> _TASK TO COMPLETE_: Would you print the full listing word for word?
▼
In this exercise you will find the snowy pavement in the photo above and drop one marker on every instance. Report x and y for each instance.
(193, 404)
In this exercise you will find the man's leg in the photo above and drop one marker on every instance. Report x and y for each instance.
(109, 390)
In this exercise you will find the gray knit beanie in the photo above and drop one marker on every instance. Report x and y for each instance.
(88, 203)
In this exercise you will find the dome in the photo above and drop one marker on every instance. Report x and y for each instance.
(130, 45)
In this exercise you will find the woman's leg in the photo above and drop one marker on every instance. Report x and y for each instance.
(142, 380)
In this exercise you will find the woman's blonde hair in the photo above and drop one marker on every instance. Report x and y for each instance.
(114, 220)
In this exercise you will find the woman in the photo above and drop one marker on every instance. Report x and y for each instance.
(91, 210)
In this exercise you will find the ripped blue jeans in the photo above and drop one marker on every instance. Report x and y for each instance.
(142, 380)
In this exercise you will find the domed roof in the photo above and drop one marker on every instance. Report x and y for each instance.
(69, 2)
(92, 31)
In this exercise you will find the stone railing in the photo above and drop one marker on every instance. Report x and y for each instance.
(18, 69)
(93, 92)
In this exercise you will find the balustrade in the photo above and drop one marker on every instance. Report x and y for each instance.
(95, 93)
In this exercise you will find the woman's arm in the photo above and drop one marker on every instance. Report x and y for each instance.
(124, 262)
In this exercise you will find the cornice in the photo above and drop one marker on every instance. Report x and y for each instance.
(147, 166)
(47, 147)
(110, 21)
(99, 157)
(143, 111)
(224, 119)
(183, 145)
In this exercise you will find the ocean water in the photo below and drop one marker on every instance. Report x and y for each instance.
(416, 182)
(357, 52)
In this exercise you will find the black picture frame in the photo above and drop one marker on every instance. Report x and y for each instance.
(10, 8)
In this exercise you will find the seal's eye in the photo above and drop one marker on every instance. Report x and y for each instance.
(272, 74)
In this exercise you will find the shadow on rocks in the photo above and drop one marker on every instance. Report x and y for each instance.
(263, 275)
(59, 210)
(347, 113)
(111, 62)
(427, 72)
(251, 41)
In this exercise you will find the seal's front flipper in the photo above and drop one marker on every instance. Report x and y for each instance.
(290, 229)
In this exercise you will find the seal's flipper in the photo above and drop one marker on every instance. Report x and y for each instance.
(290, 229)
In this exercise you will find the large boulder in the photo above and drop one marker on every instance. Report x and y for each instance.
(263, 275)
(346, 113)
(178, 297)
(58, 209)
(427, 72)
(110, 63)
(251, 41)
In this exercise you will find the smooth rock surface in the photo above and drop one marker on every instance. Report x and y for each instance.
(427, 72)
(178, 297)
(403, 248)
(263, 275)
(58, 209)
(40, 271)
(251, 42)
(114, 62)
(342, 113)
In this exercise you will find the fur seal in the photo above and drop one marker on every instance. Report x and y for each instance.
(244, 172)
▲
> _EXERCISE RESULT_:
In this exercise you will find the snowy pavement in the photo above and drop one marker on every instance. Report x and y for each instance.
(193, 404)
In this exercise you will find the man's leg in the photo above and drop one marker on every instance. Report x and y for each instance.
(109, 390)
In this exercise you will find the gray knit beanie in the photo above and drop one marker on every instance. Report x and y for each instance.
(88, 203)
In this exercise you will find the dome in the photo above and drop one marker on every instance. Report x and y for each instance.
(130, 45)
In this exercise you will find the woman's leg in the photo above and drop one marker on every instance. Report x and y for each instance.
(142, 380)
In this exercise you will find the woman's blonde hair in the photo above and drop one marker on every instance. Report x and y for each instance.
(114, 220)
In this exercise you will find the woman in the photo above and drop one marker on every instance. Report x and y for each instance.
(91, 210)
In this exercise you will find the ripped blue jeans in the photo above and drop one marker on every instance. Report x and y for each instance.
(142, 380)
In this exercise you will find the domed roof in the photo above and drop one marker on every instance. Report x and y for each instance.
(69, 2)
(92, 31)
In this exercise you will find the stone railing in the photo above and drop one marker on every instance. Report x and y for each instance.
(18, 69)
(93, 92)
In this exercise you will find the balustrade in the photo above and drop one marker on every instance. Report x and y for each instance.
(95, 93)
In this exercise you will find the woman's arm in the photo above and drop one marker on every instance. Report x and y for each instance.
(124, 262)
In this exercise you will find the cornice in the photo above and drop one marker on every instance. Report x and y for each instance.
(147, 166)
(47, 147)
(110, 21)
(99, 157)
(143, 111)
(224, 119)
(183, 145)
In this exercise you will find the ocean water in the photo below and drop one marker on every instance. Report x and y for each instance.
(416, 182)
(357, 52)
In this exercise you will find the black picture frame in the photo above and drop one marker on every instance. Report x and y for each instance.
(10, 8)
In this exercise you will find the seal's eye in the photo above and drop one marker on every instance. Report x and y for each instance.
(272, 74)
In this exercise you will find the shadow on rocks in the photo above and drop one marker on every instance. Report x and y for each instance.
(263, 275)
(59, 210)
(347, 113)
(111, 62)
(427, 72)
(251, 41)
In this exercise you will find the seal's front flipper in the photo above and drop one marker on every instance. Report x and y for each instance.
(290, 229)
In this exercise you will find the seal's flipper in the photo above and drop one marker on every instance. Report x and y for each instance.
(290, 229)
In this exercise you will find the large boulder in the photo above and drop one marker on every instance. Report x and y for each instance.
(263, 275)
(346, 113)
(178, 297)
(58, 209)
(427, 72)
(110, 63)
(251, 41)
In this exercise you will find the smooth rock surface in the photo above and drop one marker on every instance. Report x and y for each instance.
(427, 72)
(178, 297)
(403, 248)
(263, 275)
(58, 209)
(40, 271)
(251, 42)
(114, 62)
(342, 113)
In this exercise you will find the fur seal in the photo above and drop one marker on every instance. Report x and y for each instance.
(244, 172)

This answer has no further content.